Passage to read:

Seasonally adjusted annualized building permits for single-family homes fell 5.5% from April to May to 1.048 million homes, while single-family starts dropped 9.2% to 1.051 million, according to the U.S. Census Bureau. Both data series are down from last year as well, with permits down 7.9% from last May and starts down 5.3%

Multifamily construction, which had been taking up the slack for residential demand in recent years, is beginning to show signs of cooling off also. Annualized multifamily permitting in May was down 10.0% to 592,000 units, while multifamily starts came down from a recent peak of more than 640,000 units to 469,000 units, a 26.8% drop for the month. Compared to last year, multifamily permitting is up 19.8% and starts are slightly down by 3.3%.

Together, total residential permitting (including the small 2-to-4-unit plex data) is down 7.0% in May to 1.695 million units and total starts are down 14.4% from April to 1.549 million units. However, total permits are about even with last year’s pace while total starts are down 3.5% annually. Construction delays are piling up, as the number of units permitted but not started has risen 14.1% from last year, with the biggest increase in the multifamily sector (up 29.6% to 127,000 units).

The sudden and sharp increase in 30-year mortgage rates from around 3% at the end of 2021 to close to 6% now may seem like a housing catastrophe, and for some potential homebuyers it is, but in the longer-term scheme of things, we are not even back to the level mortgage rates were hovering at during the peak years of the housing bubble build up in the mid-2000s. The old adage “people have to live somewhere” is still true, and as single-family homeownership has faltered lately, multifamily living is still an attractive alternative.

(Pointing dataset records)
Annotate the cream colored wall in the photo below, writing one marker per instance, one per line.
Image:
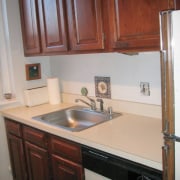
(20, 82)
(126, 72)
(18, 58)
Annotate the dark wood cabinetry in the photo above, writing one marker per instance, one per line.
(16, 150)
(76, 26)
(35, 143)
(134, 25)
(66, 169)
(36, 155)
(66, 159)
(85, 24)
(45, 25)
(29, 24)
(52, 25)
(37, 162)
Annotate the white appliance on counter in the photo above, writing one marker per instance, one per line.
(170, 69)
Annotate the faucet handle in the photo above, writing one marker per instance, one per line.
(101, 104)
(110, 110)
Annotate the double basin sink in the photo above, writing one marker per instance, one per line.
(76, 118)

Given task: In the passage on housing construction, swap "cooling off" for "slowing down" and write out the part that begins at the words "Multifamily construction, which" and stops after "down by 3.3%.".

Solved exercise:
Multifamily construction, which had been taking up the slack for residential demand in recent years, is beginning to show signs of slowing down also. Annualized multifamily permitting in May was down 10.0% to 592,000 units, while multifamily starts came down from a recent peak of more than 640,000 units to 469,000 units, a 26.8% drop for the month. Compared to last year, multifamily permitting is up 19.8% and starts are slightly down by 3.3%.